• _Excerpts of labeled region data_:

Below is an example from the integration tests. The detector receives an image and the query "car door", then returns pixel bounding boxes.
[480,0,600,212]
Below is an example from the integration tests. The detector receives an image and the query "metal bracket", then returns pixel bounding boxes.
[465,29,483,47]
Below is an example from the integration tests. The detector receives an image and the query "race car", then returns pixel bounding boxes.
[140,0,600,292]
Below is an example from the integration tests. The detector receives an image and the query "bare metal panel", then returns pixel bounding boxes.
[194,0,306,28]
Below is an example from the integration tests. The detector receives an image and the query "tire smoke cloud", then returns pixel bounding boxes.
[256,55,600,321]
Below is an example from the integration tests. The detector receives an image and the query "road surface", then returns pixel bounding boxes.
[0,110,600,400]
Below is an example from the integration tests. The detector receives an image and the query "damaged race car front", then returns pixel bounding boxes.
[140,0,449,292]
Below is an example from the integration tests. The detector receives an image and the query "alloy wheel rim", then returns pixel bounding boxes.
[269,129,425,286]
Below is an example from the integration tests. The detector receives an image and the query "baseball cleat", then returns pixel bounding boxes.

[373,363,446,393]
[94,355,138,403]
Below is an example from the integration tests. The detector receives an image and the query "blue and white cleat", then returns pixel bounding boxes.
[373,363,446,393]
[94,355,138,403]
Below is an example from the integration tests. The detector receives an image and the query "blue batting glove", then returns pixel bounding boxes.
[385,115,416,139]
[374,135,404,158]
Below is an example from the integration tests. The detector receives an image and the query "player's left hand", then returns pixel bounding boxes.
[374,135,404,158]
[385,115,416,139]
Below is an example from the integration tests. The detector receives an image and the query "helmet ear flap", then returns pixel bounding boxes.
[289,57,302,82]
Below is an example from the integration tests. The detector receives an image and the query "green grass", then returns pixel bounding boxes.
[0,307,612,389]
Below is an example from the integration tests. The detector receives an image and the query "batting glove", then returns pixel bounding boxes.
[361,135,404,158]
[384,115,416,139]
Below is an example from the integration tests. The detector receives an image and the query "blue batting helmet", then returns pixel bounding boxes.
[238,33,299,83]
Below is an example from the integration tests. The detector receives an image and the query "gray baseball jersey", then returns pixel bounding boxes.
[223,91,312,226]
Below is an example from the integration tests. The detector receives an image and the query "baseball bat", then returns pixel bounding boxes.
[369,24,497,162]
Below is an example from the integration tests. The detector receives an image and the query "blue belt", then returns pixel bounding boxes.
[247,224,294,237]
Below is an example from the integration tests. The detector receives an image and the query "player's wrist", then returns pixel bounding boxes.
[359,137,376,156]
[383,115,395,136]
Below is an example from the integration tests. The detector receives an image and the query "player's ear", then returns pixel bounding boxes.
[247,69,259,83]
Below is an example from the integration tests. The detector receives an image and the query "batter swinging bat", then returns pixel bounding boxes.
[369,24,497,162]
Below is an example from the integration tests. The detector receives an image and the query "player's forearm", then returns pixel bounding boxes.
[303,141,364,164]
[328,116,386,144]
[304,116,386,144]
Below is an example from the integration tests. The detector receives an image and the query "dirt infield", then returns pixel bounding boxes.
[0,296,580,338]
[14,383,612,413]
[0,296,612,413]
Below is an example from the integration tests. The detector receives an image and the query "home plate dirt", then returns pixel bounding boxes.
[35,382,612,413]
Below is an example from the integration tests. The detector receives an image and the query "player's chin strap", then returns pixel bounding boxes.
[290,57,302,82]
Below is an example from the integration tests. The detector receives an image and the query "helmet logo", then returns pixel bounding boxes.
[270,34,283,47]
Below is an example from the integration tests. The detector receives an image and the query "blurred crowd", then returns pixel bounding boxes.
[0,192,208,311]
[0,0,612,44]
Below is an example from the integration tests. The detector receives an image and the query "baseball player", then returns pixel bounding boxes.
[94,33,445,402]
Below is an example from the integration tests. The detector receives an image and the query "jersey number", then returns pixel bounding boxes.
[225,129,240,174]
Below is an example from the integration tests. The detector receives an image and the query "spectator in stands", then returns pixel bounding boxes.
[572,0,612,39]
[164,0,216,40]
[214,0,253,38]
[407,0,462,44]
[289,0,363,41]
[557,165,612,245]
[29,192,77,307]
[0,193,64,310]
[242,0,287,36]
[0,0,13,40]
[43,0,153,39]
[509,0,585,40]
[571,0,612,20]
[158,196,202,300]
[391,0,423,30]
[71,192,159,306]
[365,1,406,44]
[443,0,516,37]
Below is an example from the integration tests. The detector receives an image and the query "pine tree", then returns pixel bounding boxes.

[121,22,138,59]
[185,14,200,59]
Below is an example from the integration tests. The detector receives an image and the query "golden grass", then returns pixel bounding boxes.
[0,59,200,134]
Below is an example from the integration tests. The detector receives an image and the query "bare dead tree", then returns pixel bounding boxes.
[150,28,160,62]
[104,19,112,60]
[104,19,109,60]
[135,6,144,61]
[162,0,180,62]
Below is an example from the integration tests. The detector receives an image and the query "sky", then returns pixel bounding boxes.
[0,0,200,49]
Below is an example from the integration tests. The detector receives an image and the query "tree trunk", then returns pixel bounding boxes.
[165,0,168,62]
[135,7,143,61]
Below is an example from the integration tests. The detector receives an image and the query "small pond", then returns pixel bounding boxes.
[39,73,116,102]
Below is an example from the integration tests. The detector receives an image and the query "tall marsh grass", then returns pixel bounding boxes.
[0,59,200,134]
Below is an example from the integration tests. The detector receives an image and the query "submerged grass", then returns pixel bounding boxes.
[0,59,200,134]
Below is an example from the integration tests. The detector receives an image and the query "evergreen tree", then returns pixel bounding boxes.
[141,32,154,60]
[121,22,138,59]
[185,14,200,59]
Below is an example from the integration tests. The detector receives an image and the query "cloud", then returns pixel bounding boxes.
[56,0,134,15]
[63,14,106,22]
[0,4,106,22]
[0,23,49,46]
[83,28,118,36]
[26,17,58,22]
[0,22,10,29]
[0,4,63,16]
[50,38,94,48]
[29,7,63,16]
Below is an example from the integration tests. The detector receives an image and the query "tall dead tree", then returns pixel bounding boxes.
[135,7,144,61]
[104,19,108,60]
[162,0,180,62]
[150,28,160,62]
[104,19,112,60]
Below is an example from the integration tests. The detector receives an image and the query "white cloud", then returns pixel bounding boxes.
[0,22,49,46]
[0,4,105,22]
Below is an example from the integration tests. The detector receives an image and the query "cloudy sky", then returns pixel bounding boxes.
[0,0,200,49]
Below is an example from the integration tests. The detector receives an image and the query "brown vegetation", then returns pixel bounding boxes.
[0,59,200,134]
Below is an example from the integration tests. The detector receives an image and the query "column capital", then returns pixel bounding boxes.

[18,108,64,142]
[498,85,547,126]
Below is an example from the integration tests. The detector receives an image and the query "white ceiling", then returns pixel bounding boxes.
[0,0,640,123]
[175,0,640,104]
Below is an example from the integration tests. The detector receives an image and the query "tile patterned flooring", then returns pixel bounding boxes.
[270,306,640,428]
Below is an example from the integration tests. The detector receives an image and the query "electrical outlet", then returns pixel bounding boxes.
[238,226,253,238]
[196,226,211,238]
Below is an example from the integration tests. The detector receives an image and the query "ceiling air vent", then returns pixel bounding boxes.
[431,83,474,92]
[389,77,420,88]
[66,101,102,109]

* * *

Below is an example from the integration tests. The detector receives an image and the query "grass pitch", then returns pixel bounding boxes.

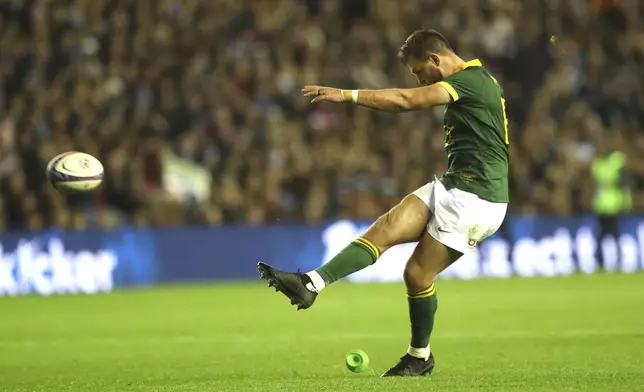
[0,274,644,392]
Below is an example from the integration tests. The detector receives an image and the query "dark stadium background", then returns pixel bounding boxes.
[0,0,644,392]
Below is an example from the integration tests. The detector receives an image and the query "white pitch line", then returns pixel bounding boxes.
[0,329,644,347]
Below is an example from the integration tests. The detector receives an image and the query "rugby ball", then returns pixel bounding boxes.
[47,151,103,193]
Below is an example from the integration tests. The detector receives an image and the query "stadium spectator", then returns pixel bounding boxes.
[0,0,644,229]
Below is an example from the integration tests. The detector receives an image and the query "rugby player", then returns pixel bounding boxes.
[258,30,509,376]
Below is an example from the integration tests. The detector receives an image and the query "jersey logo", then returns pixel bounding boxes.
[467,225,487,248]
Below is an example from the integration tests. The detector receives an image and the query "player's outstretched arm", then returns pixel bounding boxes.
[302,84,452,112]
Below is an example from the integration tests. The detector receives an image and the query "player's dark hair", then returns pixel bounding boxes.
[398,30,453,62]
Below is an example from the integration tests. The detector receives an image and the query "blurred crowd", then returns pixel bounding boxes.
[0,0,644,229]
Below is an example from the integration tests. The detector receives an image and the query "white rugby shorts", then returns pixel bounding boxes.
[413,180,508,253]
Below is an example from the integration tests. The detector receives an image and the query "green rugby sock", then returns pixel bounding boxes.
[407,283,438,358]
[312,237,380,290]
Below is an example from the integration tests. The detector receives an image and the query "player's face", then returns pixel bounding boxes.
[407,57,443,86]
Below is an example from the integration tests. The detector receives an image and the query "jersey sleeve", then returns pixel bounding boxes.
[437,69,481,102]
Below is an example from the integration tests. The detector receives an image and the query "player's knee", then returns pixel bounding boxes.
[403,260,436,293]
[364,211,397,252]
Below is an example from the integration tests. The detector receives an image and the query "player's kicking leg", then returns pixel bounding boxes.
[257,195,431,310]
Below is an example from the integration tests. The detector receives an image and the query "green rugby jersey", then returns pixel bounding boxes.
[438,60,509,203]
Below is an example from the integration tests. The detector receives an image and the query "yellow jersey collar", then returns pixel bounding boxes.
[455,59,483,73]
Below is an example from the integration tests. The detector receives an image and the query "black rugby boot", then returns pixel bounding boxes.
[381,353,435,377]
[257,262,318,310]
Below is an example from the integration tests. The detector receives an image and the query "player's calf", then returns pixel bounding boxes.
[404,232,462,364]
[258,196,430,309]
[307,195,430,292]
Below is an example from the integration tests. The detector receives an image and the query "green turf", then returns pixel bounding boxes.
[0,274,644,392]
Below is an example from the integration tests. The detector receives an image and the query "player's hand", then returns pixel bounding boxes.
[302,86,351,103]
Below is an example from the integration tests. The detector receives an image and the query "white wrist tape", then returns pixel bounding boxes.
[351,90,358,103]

• _Problem requirements_: Find every line in the items above that contains the word "hand" and copy each one out. Matching is case-sensitive.

• _Full output_:
Below is an example from the integration tests. The detector receives an image and the query "player's left hand", then returns pixel bounding boxes.
Below is an example from the integration tests. The detector receives an image and the query "player's hand", then returns pixel bounding boxes.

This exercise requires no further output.